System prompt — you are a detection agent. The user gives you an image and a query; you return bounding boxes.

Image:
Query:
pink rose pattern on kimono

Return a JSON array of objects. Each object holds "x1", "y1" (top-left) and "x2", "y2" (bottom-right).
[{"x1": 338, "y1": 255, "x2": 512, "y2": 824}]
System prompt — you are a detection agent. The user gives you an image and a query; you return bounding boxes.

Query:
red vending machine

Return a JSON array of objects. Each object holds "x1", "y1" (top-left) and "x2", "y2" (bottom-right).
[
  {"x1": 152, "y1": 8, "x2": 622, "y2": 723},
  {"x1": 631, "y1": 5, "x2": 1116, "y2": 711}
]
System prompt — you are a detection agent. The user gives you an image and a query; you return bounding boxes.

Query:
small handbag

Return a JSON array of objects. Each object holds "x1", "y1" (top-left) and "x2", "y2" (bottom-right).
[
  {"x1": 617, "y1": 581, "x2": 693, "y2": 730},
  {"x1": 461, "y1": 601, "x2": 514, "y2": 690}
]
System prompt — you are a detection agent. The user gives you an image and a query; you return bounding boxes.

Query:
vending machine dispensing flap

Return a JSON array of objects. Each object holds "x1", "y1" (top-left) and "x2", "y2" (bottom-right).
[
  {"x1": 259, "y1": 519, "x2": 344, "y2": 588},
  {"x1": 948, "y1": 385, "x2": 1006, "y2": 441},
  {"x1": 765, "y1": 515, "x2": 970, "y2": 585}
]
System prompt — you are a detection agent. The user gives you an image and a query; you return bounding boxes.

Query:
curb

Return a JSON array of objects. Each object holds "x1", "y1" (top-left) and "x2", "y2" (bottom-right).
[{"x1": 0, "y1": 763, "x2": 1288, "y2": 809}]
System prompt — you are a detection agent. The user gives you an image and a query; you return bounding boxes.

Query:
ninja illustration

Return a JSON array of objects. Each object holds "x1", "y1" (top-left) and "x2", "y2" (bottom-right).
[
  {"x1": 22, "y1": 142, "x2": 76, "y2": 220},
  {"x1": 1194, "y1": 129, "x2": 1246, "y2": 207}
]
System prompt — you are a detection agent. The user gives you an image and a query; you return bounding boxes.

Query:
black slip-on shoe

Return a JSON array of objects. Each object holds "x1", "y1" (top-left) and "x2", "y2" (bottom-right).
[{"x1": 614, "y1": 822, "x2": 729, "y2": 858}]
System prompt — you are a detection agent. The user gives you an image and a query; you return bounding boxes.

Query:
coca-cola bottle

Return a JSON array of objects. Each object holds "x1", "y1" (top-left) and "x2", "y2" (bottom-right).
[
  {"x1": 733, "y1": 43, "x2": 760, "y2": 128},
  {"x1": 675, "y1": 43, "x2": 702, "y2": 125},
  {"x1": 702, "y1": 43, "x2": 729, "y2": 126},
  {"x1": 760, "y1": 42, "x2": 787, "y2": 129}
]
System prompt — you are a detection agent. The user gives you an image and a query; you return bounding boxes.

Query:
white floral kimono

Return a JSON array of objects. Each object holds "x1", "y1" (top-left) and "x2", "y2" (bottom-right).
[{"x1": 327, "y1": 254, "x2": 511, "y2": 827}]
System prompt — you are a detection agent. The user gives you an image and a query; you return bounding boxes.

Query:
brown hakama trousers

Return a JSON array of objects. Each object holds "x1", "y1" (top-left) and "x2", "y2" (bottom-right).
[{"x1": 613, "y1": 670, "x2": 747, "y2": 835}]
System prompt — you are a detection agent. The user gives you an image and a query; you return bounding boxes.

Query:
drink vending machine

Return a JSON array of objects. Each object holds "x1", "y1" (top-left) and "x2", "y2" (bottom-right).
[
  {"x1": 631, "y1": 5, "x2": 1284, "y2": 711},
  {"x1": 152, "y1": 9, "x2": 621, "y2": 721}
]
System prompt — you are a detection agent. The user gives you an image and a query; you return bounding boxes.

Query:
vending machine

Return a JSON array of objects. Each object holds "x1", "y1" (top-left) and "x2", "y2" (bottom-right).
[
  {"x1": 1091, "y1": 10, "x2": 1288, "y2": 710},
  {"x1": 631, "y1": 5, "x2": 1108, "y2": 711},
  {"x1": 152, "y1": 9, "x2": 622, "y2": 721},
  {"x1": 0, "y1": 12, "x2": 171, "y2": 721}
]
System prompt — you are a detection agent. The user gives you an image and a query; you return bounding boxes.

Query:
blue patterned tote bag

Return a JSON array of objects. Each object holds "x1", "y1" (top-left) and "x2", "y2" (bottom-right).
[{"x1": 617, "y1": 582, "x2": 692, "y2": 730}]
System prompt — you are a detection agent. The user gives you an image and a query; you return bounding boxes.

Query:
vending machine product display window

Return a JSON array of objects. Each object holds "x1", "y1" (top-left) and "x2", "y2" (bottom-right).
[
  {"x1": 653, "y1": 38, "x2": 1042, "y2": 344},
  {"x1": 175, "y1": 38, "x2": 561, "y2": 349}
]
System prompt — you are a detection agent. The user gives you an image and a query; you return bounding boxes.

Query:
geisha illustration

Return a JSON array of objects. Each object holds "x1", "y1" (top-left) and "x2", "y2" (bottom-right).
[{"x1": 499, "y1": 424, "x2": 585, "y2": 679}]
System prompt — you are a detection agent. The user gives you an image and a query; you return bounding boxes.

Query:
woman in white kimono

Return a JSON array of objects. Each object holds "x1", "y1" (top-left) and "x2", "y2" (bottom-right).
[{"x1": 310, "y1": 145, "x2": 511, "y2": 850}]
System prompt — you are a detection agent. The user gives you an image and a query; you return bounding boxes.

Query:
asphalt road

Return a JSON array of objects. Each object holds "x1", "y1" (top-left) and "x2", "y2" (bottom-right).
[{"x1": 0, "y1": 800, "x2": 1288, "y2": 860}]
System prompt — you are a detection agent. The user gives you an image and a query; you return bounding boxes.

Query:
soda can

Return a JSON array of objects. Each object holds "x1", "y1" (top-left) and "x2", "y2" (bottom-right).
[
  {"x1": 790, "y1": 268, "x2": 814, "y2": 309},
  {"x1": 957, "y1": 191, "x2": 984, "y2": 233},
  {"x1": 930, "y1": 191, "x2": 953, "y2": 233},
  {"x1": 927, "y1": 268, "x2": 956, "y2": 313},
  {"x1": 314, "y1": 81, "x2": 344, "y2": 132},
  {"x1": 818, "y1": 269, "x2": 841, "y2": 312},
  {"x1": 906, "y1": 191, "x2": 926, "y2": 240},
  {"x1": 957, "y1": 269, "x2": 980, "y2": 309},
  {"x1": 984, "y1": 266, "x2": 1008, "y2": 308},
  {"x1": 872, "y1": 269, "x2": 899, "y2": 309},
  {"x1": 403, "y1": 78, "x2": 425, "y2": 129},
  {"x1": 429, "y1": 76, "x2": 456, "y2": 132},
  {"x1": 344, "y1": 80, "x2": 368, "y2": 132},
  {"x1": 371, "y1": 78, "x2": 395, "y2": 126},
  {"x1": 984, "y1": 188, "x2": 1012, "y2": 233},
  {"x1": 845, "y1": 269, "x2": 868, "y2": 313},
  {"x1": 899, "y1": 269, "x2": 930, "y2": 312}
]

::::::::::

TASK DETAILS:
Write out all the data again, exactly as it appears.

ANSWER TO THIS PROBLEM:
System prompt — you are a detection agent. The user gives you an image and a query; you return bounding boxes.

Image:
Query:
pink rose pattern on kimono

Return a JSON array of objects. Each object holds "x1", "y1" (top-left) and "x2", "y2" (bottom-right).
[{"x1": 338, "y1": 255, "x2": 512, "y2": 824}]
System prompt — you are a detection agent. The user gives you an image and a query; you return bounding boxes.

Query:
red vending machine

Return a JSON array of objects. Each object holds "x1", "y1" (top-left) and "x2", "y2" (bottom-right).
[
  {"x1": 152, "y1": 8, "x2": 622, "y2": 723},
  {"x1": 631, "y1": 5, "x2": 1116, "y2": 711}
]
System prompt — you are a detection agent. The user gives you an image and a query; you return bounding boxes.

Query:
small handbag

Return a JSON array of objects. Each object holds "x1", "y1" (top-left) and "x2", "y2" (bottom-right).
[
  {"x1": 617, "y1": 581, "x2": 693, "y2": 730},
  {"x1": 461, "y1": 601, "x2": 514, "y2": 690}
]
System prompt — you are a detection agent. The user gives you an image and a query; you return bounding boxes.

Query:
vending machine dispensing flap

Return a JSON array of objects. Each object holds "x1", "y1" (top-left) and "x2", "y2" (bottom-right).
[
  {"x1": 259, "y1": 519, "x2": 344, "y2": 588},
  {"x1": 948, "y1": 385, "x2": 1006, "y2": 441},
  {"x1": 765, "y1": 515, "x2": 970, "y2": 585}
]
System prompt — you are a detection agent. The user gives you an image and a query; you return bounding boxes.

Query:
curb

Return a JSON array of objects. Each object holds "x1", "y1" (top-left) and "x2", "y2" (bottom-right).
[{"x1": 0, "y1": 763, "x2": 1288, "y2": 809}]
System prompt — you are a detection agent. The user gives you an image and a query; you return bounding boxes.

Query:
ninja illustration

Return a JSON array of objects. Each object holds "x1", "y1" (top-left) and "x2", "y2" (bottom-right).
[
  {"x1": 22, "y1": 142, "x2": 76, "y2": 220},
  {"x1": 1194, "y1": 129, "x2": 1246, "y2": 207}
]
System prompt — you are a detection agent. The user gives you an image and a query; you return bounding boxes.

Query:
black slip-on shoe

Return a JSON array of objects. Each object holds "x1", "y1" (top-left) and "x2", "y2" (bottom-right).
[{"x1": 614, "y1": 822, "x2": 729, "y2": 858}]
System prompt — you are a detection agent. The user gives you an image and a query; you return bounding boxes.

Query:
coca-cola bottle

Return a JSON array of objects. Each object holds "x1", "y1" (top-left) and "x2", "y2" (bottom-right).
[
  {"x1": 733, "y1": 43, "x2": 760, "y2": 128},
  {"x1": 675, "y1": 43, "x2": 702, "y2": 125},
  {"x1": 702, "y1": 43, "x2": 729, "y2": 126},
  {"x1": 760, "y1": 42, "x2": 787, "y2": 129}
]
System prompt — you are a detection agent. The user gives you an image and a query; you return bounding boxes.

Query:
white floral kimono

Return a JSON array of objects. Each object holds "x1", "y1" (top-left) and "x2", "y2" (bottom-right).
[{"x1": 327, "y1": 254, "x2": 511, "y2": 827}]
System prompt — you are a detection agent. The user gives you an image and a query; you return bounding boxes.

Query:
brown hakama trousers

Return a JSON array of objects. Each object holds "x1", "y1" (top-left) and "x2", "y2" (bottom-right).
[{"x1": 613, "y1": 670, "x2": 747, "y2": 835}]
System prompt — you are a detection agent. The user gives you an image and a query; you return bounding boxes.

Query:
drink vending machine

Return a JSON array of objects. Each object holds "x1", "y1" (top-left) and "x2", "y2" (bottom-right).
[
  {"x1": 631, "y1": 5, "x2": 1284, "y2": 711},
  {"x1": 152, "y1": 9, "x2": 621, "y2": 721}
]
System prompt — you are a detection agent. The user gives you an image and a query; you return bounding boxes.

Query:
vending machine

Return a JSON array of objects. Each object holds "x1", "y1" (top-left) and "x2", "y2" (bottom-right).
[
  {"x1": 1091, "y1": 10, "x2": 1288, "y2": 710},
  {"x1": 631, "y1": 5, "x2": 1108, "y2": 711},
  {"x1": 152, "y1": 9, "x2": 622, "y2": 721},
  {"x1": 0, "y1": 12, "x2": 171, "y2": 721}
]
System prompt — you are a detection agent. The user gives you an image and a query; you return bounding boxes.

Query:
blue patterned tote bag

Return a JSON array of objects. Each object holds "x1", "y1" (top-left) and "x2", "y2" (bottom-right).
[{"x1": 617, "y1": 582, "x2": 692, "y2": 730}]
System prompt — you are a detection agent. The user gives you an image and a query; you return bounding boxes.

Query:
vending machine product display window

Return a JSON array of objects. Each object holds "x1", "y1" (top-left) and "x2", "y2" (bottom-right).
[
  {"x1": 653, "y1": 38, "x2": 1042, "y2": 344},
  {"x1": 175, "y1": 38, "x2": 561, "y2": 349}
]
System prompt — you are a detection agent. The user gives you an image and a query; you return bounding boxes.

Query:
geisha illustration

Return a JSON array of objects. Each object holds "x1", "y1" (top-left) and "x2", "y2" (bottom-right).
[{"x1": 499, "y1": 424, "x2": 585, "y2": 679}]
System prompt — you are a detection agent. The user gives you an image and a query; you return bounding boxes.

Query:
woman in white kimono

Return a JSON array of objects. Each object holds "x1", "y1" (top-left) and "x2", "y2" (bottom-right).
[{"x1": 310, "y1": 145, "x2": 511, "y2": 850}]
System prompt — you are a detection agent. The user gives you an image and a query; you return bounding boxes.

Query:
asphalt road

Return a JSON array of objects. Each object holds "x1", "y1" (top-left) and "x2", "y2" (bottom-right).
[{"x1": 0, "y1": 800, "x2": 1288, "y2": 860}]
System prompt — you are a detection agent. The user gives you an image and a query; you return bounding boxes.

Query:
soda can

Return a JSON array of objects. Each object holds "x1", "y1" (top-left) and "x2", "y2" (bottom-right).
[
  {"x1": 790, "y1": 268, "x2": 814, "y2": 309},
  {"x1": 957, "y1": 191, "x2": 984, "y2": 233},
  {"x1": 930, "y1": 191, "x2": 953, "y2": 233},
  {"x1": 927, "y1": 268, "x2": 956, "y2": 313},
  {"x1": 314, "y1": 81, "x2": 344, "y2": 132},
  {"x1": 818, "y1": 269, "x2": 841, "y2": 312},
  {"x1": 906, "y1": 191, "x2": 926, "y2": 240},
  {"x1": 957, "y1": 269, "x2": 980, "y2": 309},
  {"x1": 984, "y1": 266, "x2": 1008, "y2": 308},
  {"x1": 872, "y1": 269, "x2": 899, "y2": 309},
  {"x1": 403, "y1": 78, "x2": 425, "y2": 129},
  {"x1": 429, "y1": 76, "x2": 456, "y2": 132},
  {"x1": 344, "y1": 80, "x2": 368, "y2": 132},
  {"x1": 371, "y1": 78, "x2": 395, "y2": 126},
  {"x1": 984, "y1": 188, "x2": 1012, "y2": 233},
  {"x1": 845, "y1": 269, "x2": 868, "y2": 313},
  {"x1": 899, "y1": 269, "x2": 930, "y2": 312}
]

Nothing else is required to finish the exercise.